§ The exercise
Rescale the entries from the line containing "of the distant" through the end of the entries, rewriting every line with requests included and multiplying only the answer coordinates by 0.4, rounded to whole numbers with halves going up. Keep the sample coordinates within the requests unchanged.

Data entries:

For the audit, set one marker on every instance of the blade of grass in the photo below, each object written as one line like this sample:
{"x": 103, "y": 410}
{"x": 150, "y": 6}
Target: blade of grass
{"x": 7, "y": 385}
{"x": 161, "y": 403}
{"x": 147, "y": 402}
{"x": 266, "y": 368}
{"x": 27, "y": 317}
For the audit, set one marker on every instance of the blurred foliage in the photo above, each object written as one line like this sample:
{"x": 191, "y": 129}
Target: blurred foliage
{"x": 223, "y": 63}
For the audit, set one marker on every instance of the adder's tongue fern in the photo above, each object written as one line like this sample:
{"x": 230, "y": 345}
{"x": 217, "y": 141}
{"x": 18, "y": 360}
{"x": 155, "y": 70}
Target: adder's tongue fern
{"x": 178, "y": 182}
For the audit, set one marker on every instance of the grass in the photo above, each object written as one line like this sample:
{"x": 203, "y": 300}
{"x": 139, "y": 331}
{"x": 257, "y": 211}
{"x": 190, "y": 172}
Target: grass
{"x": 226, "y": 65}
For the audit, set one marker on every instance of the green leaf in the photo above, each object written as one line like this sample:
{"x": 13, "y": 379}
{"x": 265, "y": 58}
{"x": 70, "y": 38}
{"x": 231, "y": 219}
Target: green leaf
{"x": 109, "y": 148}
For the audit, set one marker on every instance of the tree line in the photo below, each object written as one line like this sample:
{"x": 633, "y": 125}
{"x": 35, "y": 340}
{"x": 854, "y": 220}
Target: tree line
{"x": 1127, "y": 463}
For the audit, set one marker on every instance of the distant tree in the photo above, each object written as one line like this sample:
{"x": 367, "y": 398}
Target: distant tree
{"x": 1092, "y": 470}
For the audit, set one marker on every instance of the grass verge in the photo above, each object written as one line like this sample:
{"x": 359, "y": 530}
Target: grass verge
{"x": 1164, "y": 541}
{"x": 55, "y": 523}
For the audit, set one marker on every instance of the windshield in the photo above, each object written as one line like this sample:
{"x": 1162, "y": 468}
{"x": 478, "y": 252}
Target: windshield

§ Full output
For the audit, set one marker on every instance of the distant tree in the photo above, each object written as one line like this sample:
{"x": 367, "y": 398}
Target: distant tree
{"x": 437, "y": 188}
For the audit, set one marker on every instance of the grass verge in the photo above, each object written as one line like this sample:
{"x": 359, "y": 530}
Target: grass verge
{"x": 466, "y": 216}
{"x": 22, "y": 209}
For the audit, set one marker on every instance of the windshield in the photo above, each object written as one line like this sample:
{"x": 1162, "y": 468}
{"x": 478, "y": 252}
Target: windshield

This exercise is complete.